• Requirement: Please rewrite the lines of the listing below, starting at the line with "the mountain ridge" and going up to and including the final line, with the requests kept in. Increase every coordinate in the answers by 146, and leave the pictures out.

Point labeling dataset excerpts
________
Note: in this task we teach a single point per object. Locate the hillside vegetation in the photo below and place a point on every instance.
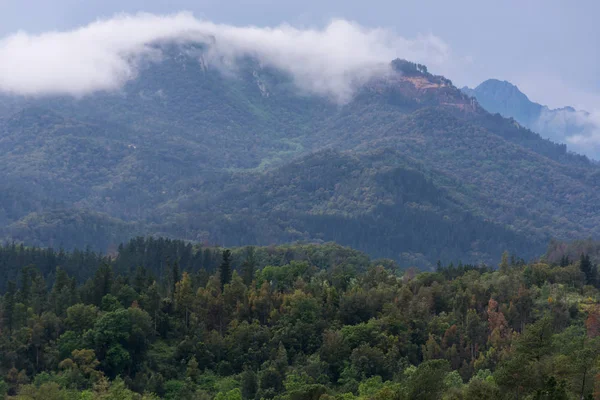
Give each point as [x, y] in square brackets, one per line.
[164, 319]
[410, 169]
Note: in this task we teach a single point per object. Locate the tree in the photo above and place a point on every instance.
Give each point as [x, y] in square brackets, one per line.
[9, 307]
[427, 381]
[249, 266]
[588, 269]
[249, 384]
[225, 272]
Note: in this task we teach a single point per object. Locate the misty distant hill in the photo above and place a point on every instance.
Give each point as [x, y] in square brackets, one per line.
[562, 125]
[408, 168]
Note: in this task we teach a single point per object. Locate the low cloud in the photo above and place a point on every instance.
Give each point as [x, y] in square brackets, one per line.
[103, 55]
[587, 139]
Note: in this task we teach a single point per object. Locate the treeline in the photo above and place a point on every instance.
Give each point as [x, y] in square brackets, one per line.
[299, 322]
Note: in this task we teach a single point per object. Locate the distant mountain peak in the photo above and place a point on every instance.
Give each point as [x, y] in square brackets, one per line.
[506, 99]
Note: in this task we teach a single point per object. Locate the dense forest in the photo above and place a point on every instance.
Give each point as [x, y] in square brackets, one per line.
[163, 319]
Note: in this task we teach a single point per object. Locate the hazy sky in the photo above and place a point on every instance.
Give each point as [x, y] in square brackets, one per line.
[549, 48]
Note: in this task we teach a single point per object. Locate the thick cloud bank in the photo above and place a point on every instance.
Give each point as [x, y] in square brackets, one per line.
[102, 55]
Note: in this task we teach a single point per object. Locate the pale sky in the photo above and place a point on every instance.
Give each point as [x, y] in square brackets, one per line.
[550, 48]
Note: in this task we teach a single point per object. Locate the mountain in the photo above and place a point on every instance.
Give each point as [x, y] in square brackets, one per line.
[561, 125]
[410, 168]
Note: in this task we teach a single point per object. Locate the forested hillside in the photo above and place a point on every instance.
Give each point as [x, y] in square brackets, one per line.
[165, 319]
[561, 125]
[409, 168]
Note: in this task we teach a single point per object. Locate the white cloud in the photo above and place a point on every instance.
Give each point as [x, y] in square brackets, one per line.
[102, 55]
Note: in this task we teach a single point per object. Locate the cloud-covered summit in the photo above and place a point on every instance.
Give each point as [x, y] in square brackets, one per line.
[103, 55]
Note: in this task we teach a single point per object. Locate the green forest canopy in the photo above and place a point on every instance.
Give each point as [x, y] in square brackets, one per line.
[163, 319]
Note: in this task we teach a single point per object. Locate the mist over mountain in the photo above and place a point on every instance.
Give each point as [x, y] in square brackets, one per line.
[578, 129]
[238, 139]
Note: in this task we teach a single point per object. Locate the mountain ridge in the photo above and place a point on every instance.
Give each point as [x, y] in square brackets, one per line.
[559, 124]
[188, 152]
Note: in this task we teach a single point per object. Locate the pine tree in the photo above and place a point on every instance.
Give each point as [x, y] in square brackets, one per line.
[249, 267]
[225, 269]
[9, 307]
[589, 270]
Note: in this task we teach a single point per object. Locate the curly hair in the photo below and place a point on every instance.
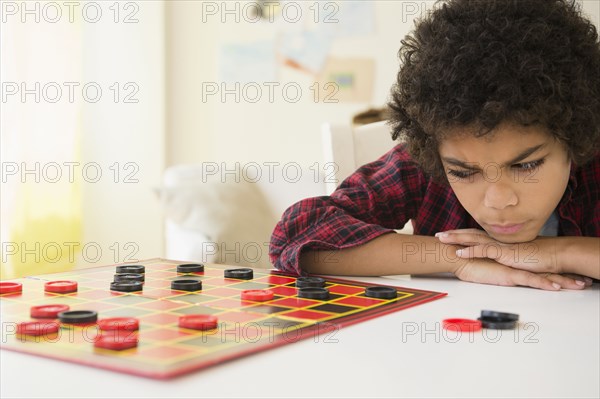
________
• Solution for this task:
Note: in this task we teach a single point per object. Locate the mountain ridge in the photo above and place a point on every instance.
Give each point as [x, y] in square brackets, one per line.
[705, 270]
[334, 298]
Note: in this task we teach a single point per object. Locate the pine tree in the photo above and place a point on every instance.
Give each point as [x, y] in square brackets, one per line.
[395, 413]
[371, 415]
[155, 453]
[735, 416]
Note: in this task we teach a single point per object. Locate the curly hair in the photo below and place a point on every instance.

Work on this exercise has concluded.